Der nächste Bocuse? Vegetarische Küche liegt zwar im Trend, Spitzenköche wie Heiko Nieder in Zürich bieten längst schon Gemüse-Menüs an, aber vollständig vegane Karten gibt es auf Top-Nivau nur wenige. Daniel Humm reizt gerade die kreative Herausforderung und wohl auch die Möglichkeit, die moderne Haute Cuisine auf eine Art zu prägen, wie das bisher nur Köchen wie Paul Bocuse, Ferran Adria oder René Redzepi gelungen ist.

Zizi Hattab

«Es gibt mehr Pflanzen als Tiere zum Essen»: Zizi Hattab.

Sebastian Rösch

«Ich bin gespannt, wie er das umsetzen wird»: Sebastian Rösch.

Gemüse vom Schloss. Neben Daniel Humm, der 2017 mit dem «Eleven Madison Park» zum besten Restaurant der Welt gewählt wurde, ist Andreas Caminada der einzige Schweizer Vertreter auf der vieldiskutierten Liste der «World’s 50 best Restaurants». Und er ist einer der innovativsten Köche im Land. Eben hat er angekündigt, neben Schloss Schauenstein (19 Punkte, 3 Sterne) das vegetarische Restaurant Oz zu eröffnen. Es soll eine Schaubühne für den eigenen Garten werden, der als Teil des gastronomischen Angebots in Fürstenau in den letzten Jahren immer wichtiger geworden ist.

 

Leaderposition. Er sehe aber weder einen Grund, noch verspüre er den Druck ein veganes Restaurant zu betreiben, sagt Caminada auf Anfrage. «Wir haben hier eine andere Geschichte und Fürstenau ist auch nicht New York, wo es ganz andere Möglichkeiten gibt.» Trotzdem kann der 19-Punkte-Koch den Schritt seines Kollegen nachvollziehen: «Daniel hat so viel erreicht, dass er nach dieser langen Pause nicht einfach mit dem alten Konzept weitermachen kann. Schliesslich geht es auch darum, an der Spitze zu bleiben und seine Leaderposition zu behaupten», sagt Caminda. 

Andreas Caminada in seiner Heimat 2020

Andreas Caminada in einem seiner Gewächshäuser.

> **Aufgabe 1**:
Entnimm dem Artikel wortgetreu den Abschnitt von „Gemüse vom Schloss.“ bis „wichtiger geworden ist.“.
> **Aufgabe 2**:
Welches Restaurant will Andreas Caminada laut dem Artikel neben Schloss Schauenstein eröffnen?
> **Aufgabe 3**:
Warum kann Andreas Caminada laut dem Artikel den Schritt von Daniel Humm nachvollziehen? Antworte in ein bis drei Sätzen.

> **Inhalt der Daten**:
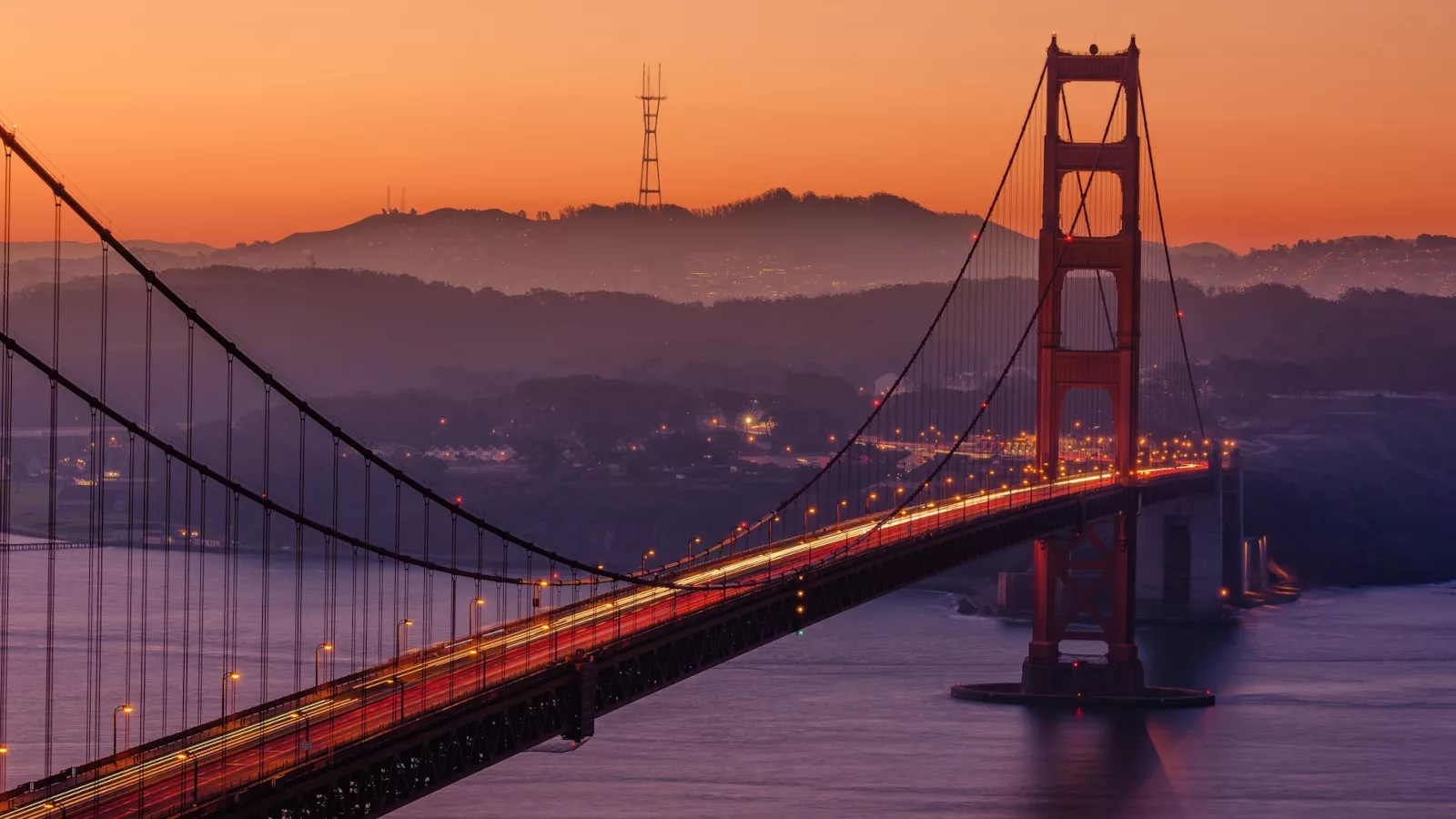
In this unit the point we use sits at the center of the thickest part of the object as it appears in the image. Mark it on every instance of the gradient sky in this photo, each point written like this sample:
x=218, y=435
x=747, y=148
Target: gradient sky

> **Endergebnis 1**:
Gemüse vom Schloss. Neben Daniel Humm, der 2017 mit dem «Eleven Madison Park» zum besten Restaurant der Welt gewählt wurde, ist Andreas Caminada der einzige Schweizer Vertreter auf der vieldiskutierten Liste der «World’s 50 best Restaurants». Und er ist einer der innovativsten Köche im Land. Eben hat er angekündigt, neben Schloss Schauenstein (19 Punkte, 3 Sterne) das vegetarische Restaurant Oz zu eröffnen. Es soll eine Schaubühne für den eigenen Garten werden, der als Teil des gastronomischen Angebots in Fürstenau in den letzten Jahren immer wichtiger geworden ist.

> **Endergebnis 2**:
Das vegetarische Restaurant Oz.

> **Endergebnis 3**:
Daniel Humm hat so viel erreicht, dass er nach der langen Pause nicht einfach mit dem alten Konzept weitermachen kann. Es geht auch darum, an der Spitze zu bleiben und seine Leaderposition zu behaupten.